# Stored records:
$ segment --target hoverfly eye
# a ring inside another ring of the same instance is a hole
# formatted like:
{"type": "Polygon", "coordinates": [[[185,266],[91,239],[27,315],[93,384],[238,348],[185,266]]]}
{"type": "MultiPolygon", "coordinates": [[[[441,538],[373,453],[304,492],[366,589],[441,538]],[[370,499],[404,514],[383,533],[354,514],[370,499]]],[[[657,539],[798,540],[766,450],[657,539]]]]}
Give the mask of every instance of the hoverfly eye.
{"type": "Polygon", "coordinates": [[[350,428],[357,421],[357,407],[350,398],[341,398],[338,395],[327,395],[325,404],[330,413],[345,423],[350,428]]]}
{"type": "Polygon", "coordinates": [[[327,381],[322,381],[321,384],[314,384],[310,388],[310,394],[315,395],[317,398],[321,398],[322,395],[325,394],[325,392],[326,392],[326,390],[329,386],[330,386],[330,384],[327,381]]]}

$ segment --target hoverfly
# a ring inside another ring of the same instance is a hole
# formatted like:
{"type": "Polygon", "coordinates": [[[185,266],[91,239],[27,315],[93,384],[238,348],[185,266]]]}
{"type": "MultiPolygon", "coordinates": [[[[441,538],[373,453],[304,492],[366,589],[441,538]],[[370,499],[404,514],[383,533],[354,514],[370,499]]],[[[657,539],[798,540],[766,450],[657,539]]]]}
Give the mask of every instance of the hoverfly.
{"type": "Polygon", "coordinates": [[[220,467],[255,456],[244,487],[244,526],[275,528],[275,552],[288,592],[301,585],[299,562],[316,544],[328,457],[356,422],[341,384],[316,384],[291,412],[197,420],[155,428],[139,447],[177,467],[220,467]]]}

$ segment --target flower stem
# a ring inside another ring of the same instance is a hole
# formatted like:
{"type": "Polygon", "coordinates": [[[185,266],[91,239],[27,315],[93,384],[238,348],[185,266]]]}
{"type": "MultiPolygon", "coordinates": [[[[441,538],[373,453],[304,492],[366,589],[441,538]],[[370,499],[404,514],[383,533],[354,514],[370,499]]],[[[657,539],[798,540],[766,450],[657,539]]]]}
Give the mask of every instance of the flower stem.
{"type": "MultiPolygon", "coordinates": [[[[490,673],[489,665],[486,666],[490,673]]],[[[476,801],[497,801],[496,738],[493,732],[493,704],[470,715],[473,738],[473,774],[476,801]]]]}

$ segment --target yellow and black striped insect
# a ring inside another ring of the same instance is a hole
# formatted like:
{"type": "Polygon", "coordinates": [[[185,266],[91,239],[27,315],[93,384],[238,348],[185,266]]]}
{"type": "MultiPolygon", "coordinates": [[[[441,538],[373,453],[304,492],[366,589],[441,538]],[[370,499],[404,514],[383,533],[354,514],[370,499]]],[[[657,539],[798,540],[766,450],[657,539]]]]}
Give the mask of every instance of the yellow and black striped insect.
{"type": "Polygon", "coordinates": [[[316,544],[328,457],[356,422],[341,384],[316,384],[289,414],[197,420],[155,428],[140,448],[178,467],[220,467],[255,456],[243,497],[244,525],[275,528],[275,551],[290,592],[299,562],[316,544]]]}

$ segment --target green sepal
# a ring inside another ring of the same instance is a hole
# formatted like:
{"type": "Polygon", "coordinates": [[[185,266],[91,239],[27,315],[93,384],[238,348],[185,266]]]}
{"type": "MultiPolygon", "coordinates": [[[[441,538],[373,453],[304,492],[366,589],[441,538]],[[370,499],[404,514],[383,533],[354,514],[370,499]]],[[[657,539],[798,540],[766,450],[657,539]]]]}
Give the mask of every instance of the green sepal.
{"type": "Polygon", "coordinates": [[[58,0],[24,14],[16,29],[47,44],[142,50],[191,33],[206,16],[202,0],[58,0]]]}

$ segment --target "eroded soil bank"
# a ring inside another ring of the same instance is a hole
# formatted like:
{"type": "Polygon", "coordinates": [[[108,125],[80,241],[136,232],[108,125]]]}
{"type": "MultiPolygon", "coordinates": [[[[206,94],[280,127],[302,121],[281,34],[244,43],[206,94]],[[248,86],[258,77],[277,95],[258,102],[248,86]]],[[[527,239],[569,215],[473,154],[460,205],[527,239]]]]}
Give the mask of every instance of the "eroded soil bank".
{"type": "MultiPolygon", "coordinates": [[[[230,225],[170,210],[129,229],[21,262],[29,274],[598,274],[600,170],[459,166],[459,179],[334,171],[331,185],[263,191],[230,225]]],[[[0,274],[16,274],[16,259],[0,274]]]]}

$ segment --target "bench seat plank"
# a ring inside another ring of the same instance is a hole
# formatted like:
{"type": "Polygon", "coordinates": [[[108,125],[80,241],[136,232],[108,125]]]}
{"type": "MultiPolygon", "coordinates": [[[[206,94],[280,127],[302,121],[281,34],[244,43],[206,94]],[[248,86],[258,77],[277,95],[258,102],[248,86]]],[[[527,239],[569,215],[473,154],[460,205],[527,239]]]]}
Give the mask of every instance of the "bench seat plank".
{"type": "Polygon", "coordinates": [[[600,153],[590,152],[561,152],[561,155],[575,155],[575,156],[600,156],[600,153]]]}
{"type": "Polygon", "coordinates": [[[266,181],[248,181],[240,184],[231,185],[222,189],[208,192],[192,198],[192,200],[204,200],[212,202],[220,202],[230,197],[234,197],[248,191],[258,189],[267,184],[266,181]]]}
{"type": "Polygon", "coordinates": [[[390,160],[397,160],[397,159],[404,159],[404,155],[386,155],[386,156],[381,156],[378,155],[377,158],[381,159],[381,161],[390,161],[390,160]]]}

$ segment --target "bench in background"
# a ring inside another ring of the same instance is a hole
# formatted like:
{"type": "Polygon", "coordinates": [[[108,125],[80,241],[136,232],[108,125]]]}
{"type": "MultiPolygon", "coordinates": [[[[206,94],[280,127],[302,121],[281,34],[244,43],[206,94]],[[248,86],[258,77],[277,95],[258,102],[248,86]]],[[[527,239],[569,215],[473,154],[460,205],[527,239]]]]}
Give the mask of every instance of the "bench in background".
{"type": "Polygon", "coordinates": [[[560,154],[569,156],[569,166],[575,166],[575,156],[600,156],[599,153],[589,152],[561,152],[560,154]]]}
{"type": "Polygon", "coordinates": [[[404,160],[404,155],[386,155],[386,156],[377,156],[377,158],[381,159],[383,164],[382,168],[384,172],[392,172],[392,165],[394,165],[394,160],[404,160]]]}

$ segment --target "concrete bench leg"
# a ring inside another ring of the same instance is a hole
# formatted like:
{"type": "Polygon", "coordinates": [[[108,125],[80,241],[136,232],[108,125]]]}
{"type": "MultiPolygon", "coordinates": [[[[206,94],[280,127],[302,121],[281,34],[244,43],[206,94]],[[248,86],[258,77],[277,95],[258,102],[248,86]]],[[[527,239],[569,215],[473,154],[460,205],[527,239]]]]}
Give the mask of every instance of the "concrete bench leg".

# How to complete this task:
Output all of the records above unchanged.

# Result of the exercise:
$ segment --target hoverfly eye
# a ring inside another ring of the same instance is a hole
# formatted like:
{"type": "Polygon", "coordinates": [[[185,266],[91,239],[27,315],[93,384],[238,348],[185,266]]]}
{"type": "MultiPolygon", "coordinates": [[[[441,538],[373,453],[304,492],[366,589],[441,538]],[[370,499],[404,514],[383,533],[354,514],[370,499]]],[[[657,539],[798,540],[766,450],[657,539]]]]}
Give the mask of every instance of the hoverfly eye.
{"type": "Polygon", "coordinates": [[[350,428],[357,421],[357,407],[350,398],[341,398],[338,395],[327,395],[325,404],[330,413],[345,423],[350,428]]]}
{"type": "Polygon", "coordinates": [[[327,381],[322,381],[321,384],[314,384],[310,388],[310,394],[315,395],[317,398],[321,398],[322,395],[325,394],[325,392],[326,392],[326,390],[329,386],[330,386],[330,384],[327,381]]]}

$ segment --target hoverfly
# a ring inside another ring of the same instance is a hole
# formatted like:
{"type": "Polygon", "coordinates": [[[185,266],[91,239],[27,315],[93,384],[238,348],[185,266]]]}
{"type": "MultiPolygon", "coordinates": [[[[441,538],[373,453],[304,492],[366,589],[441,538]],[[370,499],[404,514],[383,533],[354,514],[370,499]]],[[[657,539],[798,540],[766,450],[657,539]]]]}
Give the mask of every instance of the hoverfly.
{"type": "Polygon", "coordinates": [[[220,467],[255,456],[244,487],[244,526],[275,528],[275,552],[288,592],[301,585],[299,562],[316,544],[328,457],[356,422],[341,384],[316,384],[291,412],[197,420],[155,428],[139,447],[177,467],[220,467]]]}

$ segment --target flower stem
# a ring inside another ring of the same instance is a hole
# formatted like:
{"type": "Polygon", "coordinates": [[[185,266],[91,239],[27,315],[93,384],[238,348],[185,266]]]}
{"type": "MultiPolygon", "coordinates": [[[[441,538],[373,453],[304,492],[366,589],[441,538]],[[370,499],[404,514],[383,533],[354,514],[370,499]]],[[[657,539],[798,540],[766,450],[657,539]]]]}
Give the mask of every instance of the flower stem.
{"type": "MultiPolygon", "coordinates": [[[[490,673],[489,665],[486,666],[490,673]]],[[[476,801],[497,801],[496,738],[493,732],[493,704],[470,715],[473,738],[473,774],[476,801]]]]}

$ segment --target yellow and black striped insect
# a ring inside another ring of the same instance is a hole
# formatted like:
{"type": "Polygon", "coordinates": [[[185,266],[91,239],[27,315],[93,384],[238,348],[185,266]]]}
{"type": "MultiPolygon", "coordinates": [[[[441,538],[373,453],[304,492],[366,589],[441,538]],[[370,499],[404,514],[383,533],[354,514],[370,499]]],[[[657,539],[798,540],[766,450],[657,539]]]]}
Give the mask of every instance of the yellow and black striped insect.
{"type": "Polygon", "coordinates": [[[316,544],[328,457],[356,422],[341,384],[316,384],[289,414],[197,420],[155,428],[140,448],[178,467],[220,467],[255,456],[243,497],[244,525],[275,528],[275,551],[290,592],[299,562],[316,544]]]}

$ segment --target green sepal
# a ring inside another ring of the same instance is a hole
# formatted like:
{"type": "Polygon", "coordinates": [[[185,266],[91,239],[27,315],[93,384],[238,348],[185,266]]]}
{"type": "MultiPolygon", "coordinates": [[[[441,538],[373,453],[304,492],[366,589],[441,538]],[[370,499],[404,514],[383,533],[354,514],[370,499]]],[[[657,539],[798,540],[766,450],[657,539]]]]}
Give the mask of every instance of the green sepal.
{"type": "Polygon", "coordinates": [[[58,0],[24,14],[16,29],[47,44],[142,50],[191,33],[206,16],[202,0],[58,0]]]}

$ segment --target "eroded soil bank"
# a ring inside another ring of the same instance is a hole
# formatted like:
{"type": "Polygon", "coordinates": [[[108,125],[80,241],[136,232],[108,125]]]}
{"type": "MultiPolygon", "coordinates": [[[[206,94],[280,127],[302,121],[281,34],[244,43],[206,94]],[[248,86],[258,77],[277,95],[258,102],[248,86]]],[[[527,239],[569,215],[473,154],[460,205],[527,239]]]]}
Give the mask of every instance of the "eroded soil bank".
{"type": "MultiPolygon", "coordinates": [[[[230,225],[170,210],[129,229],[21,262],[29,274],[598,274],[600,170],[459,166],[459,179],[334,171],[331,185],[263,191],[230,225]]],[[[0,274],[16,274],[16,259],[0,274]]]]}

$ segment --target "bench seat plank"
# a ring inside another ring of the same instance is a hole
# formatted like:
{"type": "Polygon", "coordinates": [[[108,125],[80,241],[136,232],[108,125]]]}
{"type": "MultiPolygon", "coordinates": [[[[206,94],[280,127],[302,121],[281,34],[244,43],[206,94]],[[248,86],[258,77],[277,95],[258,102],[248,86]]],[[[527,239],[569,215],[473,154],[460,205],[527,239]]]]}
Give the mask of every instance of the "bench seat plank".
{"type": "Polygon", "coordinates": [[[600,153],[590,152],[561,152],[561,155],[575,155],[575,156],[600,156],[600,153]]]}
{"type": "Polygon", "coordinates": [[[266,181],[248,181],[240,184],[231,185],[222,189],[208,192],[192,198],[192,200],[204,200],[212,202],[220,202],[230,197],[234,197],[248,191],[258,189],[267,184],[266,181]]]}
{"type": "Polygon", "coordinates": [[[390,160],[397,160],[397,159],[404,159],[404,155],[386,155],[386,156],[381,156],[378,155],[377,158],[381,159],[381,161],[390,161],[390,160]]]}

$ segment --target "bench in background"
# a ring inside another ring of the same instance is a hole
# formatted like:
{"type": "Polygon", "coordinates": [[[108,125],[80,241],[136,232],[108,125]]]}
{"type": "MultiPolygon", "coordinates": [[[[206,94],[280,127],[302,121],[281,34],[244,43],[206,94]],[[248,86],[258,77],[277,95],[258,102],[248,86]]],[[[527,239],[569,215],[473,154],[460,205],[527,239]]]]}
Give the mask of every instance of the "bench in background".
{"type": "Polygon", "coordinates": [[[560,154],[569,156],[569,166],[575,166],[575,156],[600,156],[599,153],[589,152],[561,152],[560,154]]]}
{"type": "Polygon", "coordinates": [[[404,160],[404,155],[386,155],[386,156],[377,156],[377,158],[381,159],[383,164],[382,168],[384,172],[392,172],[392,165],[394,165],[394,160],[404,160]]]}

$ segment --target "concrete bench leg"
# a ring inside another ring of the same instance is a hole
# formatted like:
{"type": "Polygon", "coordinates": [[[108,125],[80,241],[136,232],[108,125]]]}
{"type": "MultiPolygon", "coordinates": [[[[206,94],[280,127],[302,121],[281,34],[244,43],[206,94]],[[248,86],[258,77],[277,95],[258,102],[248,86]]],[[[527,239],[569,215],[473,154],[460,205],[527,239]]]]}
Give the mask of every instance of the "concrete bench leg".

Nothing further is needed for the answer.